-- Start Passage provided --

Show HN: Raspberry Pi garage door opener - zaabis
https://github.com/evzaboun/garage-door
======
buescher
I'm not going to point out the big things wrong with this project, because
someone might think "oh, if I just fix those things I'm good". I will say I
think it's the worst garage door opener project I've seen on hackernews yet.
Nothing wrong with messing around with motors in the workshop but the author
of this one should keep his project away from other human beings. Probably
pets too.

Here's the CPSC page on garage door openers:
[https://www.cpsc.gov/Regulations-Laws--
Standards/Voluntary-S...](https://www.cpsc.gov/Regulations-Laws--
Standards/Voluntary-Standards/Topics/Garage-Door-OperatorsGate-Operators)

The pdf "Update of Automatic Garage Door and Garage Door Openers Entrapment
Incidents. October 7, 2003" is a good introduction to the real, not internet-
smart-guy-hypothetical, hazards of automatic door operation. It includes a
summary of every entrapment incident found by the CPSC from 1982-2003.

-- End Passage provided --
-- Start Data entries --

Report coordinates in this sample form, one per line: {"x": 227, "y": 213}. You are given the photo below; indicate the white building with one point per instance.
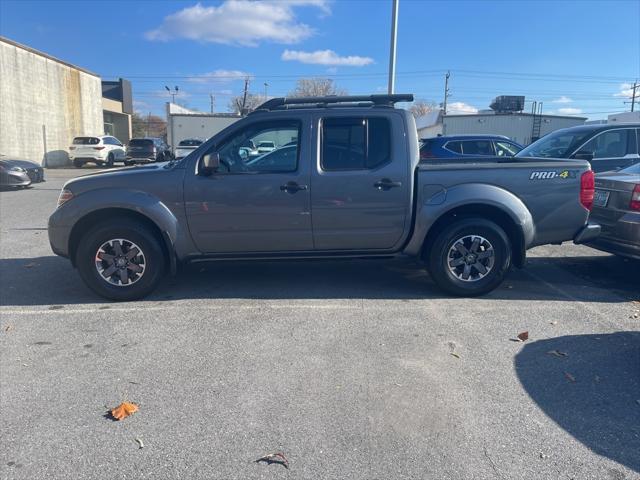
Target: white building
{"x": 183, "y": 123}
{"x": 520, "y": 127}
{"x": 44, "y": 103}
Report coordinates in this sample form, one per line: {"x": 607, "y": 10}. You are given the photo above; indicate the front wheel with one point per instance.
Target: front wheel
{"x": 120, "y": 260}
{"x": 469, "y": 257}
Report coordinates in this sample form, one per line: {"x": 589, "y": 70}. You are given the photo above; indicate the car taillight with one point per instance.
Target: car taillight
{"x": 65, "y": 196}
{"x": 587, "y": 189}
{"x": 634, "y": 204}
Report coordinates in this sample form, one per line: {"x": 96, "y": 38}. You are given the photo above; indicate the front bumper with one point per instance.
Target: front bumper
{"x": 587, "y": 233}
{"x": 621, "y": 237}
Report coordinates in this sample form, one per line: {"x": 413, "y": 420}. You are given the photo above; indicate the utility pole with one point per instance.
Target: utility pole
{"x": 392, "y": 52}
{"x": 446, "y": 92}
{"x": 243, "y": 111}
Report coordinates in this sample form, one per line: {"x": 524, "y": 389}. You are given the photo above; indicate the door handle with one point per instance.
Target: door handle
{"x": 386, "y": 184}
{"x": 292, "y": 187}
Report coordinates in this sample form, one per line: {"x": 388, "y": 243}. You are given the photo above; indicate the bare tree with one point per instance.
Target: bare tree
{"x": 421, "y": 107}
{"x": 316, "y": 87}
{"x": 252, "y": 102}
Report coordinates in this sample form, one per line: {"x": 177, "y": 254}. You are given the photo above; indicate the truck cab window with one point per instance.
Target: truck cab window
{"x": 262, "y": 148}
{"x": 355, "y": 143}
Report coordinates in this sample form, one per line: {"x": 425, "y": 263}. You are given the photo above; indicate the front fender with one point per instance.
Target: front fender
{"x": 435, "y": 201}
{"x": 66, "y": 218}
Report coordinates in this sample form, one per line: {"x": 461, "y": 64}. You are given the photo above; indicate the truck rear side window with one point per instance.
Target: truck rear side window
{"x": 355, "y": 143}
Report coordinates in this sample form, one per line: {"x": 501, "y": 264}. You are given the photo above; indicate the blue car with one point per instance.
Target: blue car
{"x": 448, "y": 146}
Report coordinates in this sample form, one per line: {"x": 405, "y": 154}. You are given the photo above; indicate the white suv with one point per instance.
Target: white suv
{"x": 102, "y": 150}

-- End Data entries --

[Problems and tasks]
[A] Copy the records word for word, starting at the line that contains "side window with one point per instance." and ending with the last line of the records, both ends included.
[B] Go on with the forum thread about the Raspberry Pi garage door opener, picking up right after its last sentence.

[Answers for this exercise]
[A]
Report coordinates in this sample form, one per line: {"x": 461, "y": 64}. You are given the photo above; indicate the truck rear side window with one point per instance.
Target: truck rear side window
{"x": 355, "y": 143}
Report coordinates in this sample form, one per line: {"x": 501, "y": 264}. You are given the photo above; indicate the blue car with one point per instance.
Target: blue car
{"x": 448, "y": 146}
Report coordinates in this sample form, one per line: {"x": 405, "y": 154}. You are given the photo above; indicate the white suv with one point per instance.
Target: white suv
{"x": 102, "y": 150}

[B]
The UL standard for openers UL325 is incorporated more or less verbatim into
the mandatory standard 16 CFR Part 1211:
[https://www.law.cornell.edu/cfr/text/16/part-1211/subpart-A](https://www.law.cornell.edu/cfr/text/16/part-1211/subpart-A)
Have fun. This is the standard that an opener that retails for $99 on sale in
the US has been engineered to meet. European and other international standards
differ in particulars but are quite similar.

No, you will not accidentally meet real-world safety standards with your
project by dint of your sterling virtue, high intelligence, wisdom in the ways
of the world, and impeccable engineering skills. Nor will you do so by adding
a couple more features. Safety is the result of deliberate processes.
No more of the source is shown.